Copy out all of the records below, putting "one point" in place of each "a single point" and leaving everything else untouched.

Excerpts of location labeling data:
__________________________________________________

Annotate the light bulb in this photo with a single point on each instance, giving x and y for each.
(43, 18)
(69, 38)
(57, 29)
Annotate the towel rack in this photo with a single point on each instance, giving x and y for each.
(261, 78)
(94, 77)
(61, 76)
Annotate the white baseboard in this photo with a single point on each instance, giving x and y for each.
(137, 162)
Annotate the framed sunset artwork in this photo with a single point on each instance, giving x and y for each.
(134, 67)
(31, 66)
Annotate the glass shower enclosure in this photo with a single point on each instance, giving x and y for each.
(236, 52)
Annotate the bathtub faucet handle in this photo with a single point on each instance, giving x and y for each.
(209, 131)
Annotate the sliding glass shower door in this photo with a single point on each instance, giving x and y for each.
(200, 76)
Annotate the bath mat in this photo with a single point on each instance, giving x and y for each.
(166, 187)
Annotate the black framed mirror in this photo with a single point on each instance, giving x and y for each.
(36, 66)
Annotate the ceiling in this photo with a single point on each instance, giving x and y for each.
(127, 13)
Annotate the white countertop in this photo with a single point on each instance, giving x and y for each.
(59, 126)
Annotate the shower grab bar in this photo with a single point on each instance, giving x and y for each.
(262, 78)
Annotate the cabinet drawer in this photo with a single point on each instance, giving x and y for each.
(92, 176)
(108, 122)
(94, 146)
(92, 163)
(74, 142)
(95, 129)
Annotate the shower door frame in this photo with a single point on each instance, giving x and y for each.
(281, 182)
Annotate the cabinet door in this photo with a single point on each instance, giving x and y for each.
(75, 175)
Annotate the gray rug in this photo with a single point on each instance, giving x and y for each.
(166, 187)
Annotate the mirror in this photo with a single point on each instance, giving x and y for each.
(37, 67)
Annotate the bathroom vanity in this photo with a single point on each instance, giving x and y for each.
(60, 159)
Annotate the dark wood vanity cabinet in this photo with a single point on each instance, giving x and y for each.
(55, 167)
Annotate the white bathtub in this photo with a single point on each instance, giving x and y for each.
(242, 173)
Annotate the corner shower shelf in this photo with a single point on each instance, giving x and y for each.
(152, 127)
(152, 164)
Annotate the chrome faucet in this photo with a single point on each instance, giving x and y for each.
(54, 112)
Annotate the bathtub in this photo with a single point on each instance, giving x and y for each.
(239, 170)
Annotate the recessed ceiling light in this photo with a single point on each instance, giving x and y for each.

__________________________________________________

#### [RESULT OF THIS EXERCISE]
Annotate the light bulb in this photo with one point on each instance, giving x and y for each.
(43, 18)
(69, 38)
(57, 29)
Annotate the towel rack in this photo with one point on each instance, giving x and y for each.
(261, 78)
(94, 77)
(61, 76)
Annotate the white baseboard in this photo with one point on each instance, giving x and y for each.
(137, 162)
Annotate the framed sunset artwork in this photo with one point on each instance, giving x and y for each.
(134, 67)
(31, 66)
Annotate the glass shower enclosure in this photo with one point on each instance, giving x and y for each.
(236, 52)
Annotate the bathtub faucet handle in this photo with one point on each instance, giving x and y for each.
(209, 131)
Annotate the sliding glass shower door in this photo with one point on each instance, giving x and y for each.
(200, 76)
Annotate the bath mat in this photo with one point on each instance, giving x and y for each.
(166, 187)
Annotate the black framed mirror in this photo with one point on each instance, giving x and y for each.
(36, 66)
Annotate the ceiling in this photo with one point on each instance, giving x and y for each.
(127, 13)
Annotate the white countertop in this photo with one point on each instance, giving x and y for each.
(59, 126)
Annotate the shower grab bar in this photo with one point on each instance, giving x and y for each.
(262, 78)
Annotate the cabinet drawer in this photo with one point on each instance, giving x and y for each.
(92, 176)
(108, 122)
(94, 146)
(92, 163)
(74, 142)
(95, 129)
Annotate the shower door frame in this photo with one point on each instance, giving x and y for each.
(281, 182)
Annotate the cabinet door in this photo with one point on each instance, giving x and y for each.
(75, 175)
Annotate the gray rug in this photo with one point on each instance, giving x and y for each.
(166, 187)
Annotate the mirror in this photo with one point on each instance, giving x and y for each.
(37, 67)
Annotate the bathroom vanity in this photo with one point on each instance, giving x and y for each.
(60, 159)
Annotate the dark wood vanity cabinet in this photo with one point on each instance, giving x and y for each.
(55, 167)
Annotate the white bathtub in this photo with one point on each instance, giving x and y for each.
(242, 173)
Annotate the corner shower shelf in this photo with one point on each instance, giving x and y for each.
(152, 127)
(152, 164)
Annotate the chrome faucet in this photo with one point on each instance, giving x and y for each.
(54, 112)
Annotate the bathtub in this photo with one point on each instance, giving x and y for each.
(239, 170)
Annotate the recessed ceiling light in this photo with one point on each instance, giving x and y for each.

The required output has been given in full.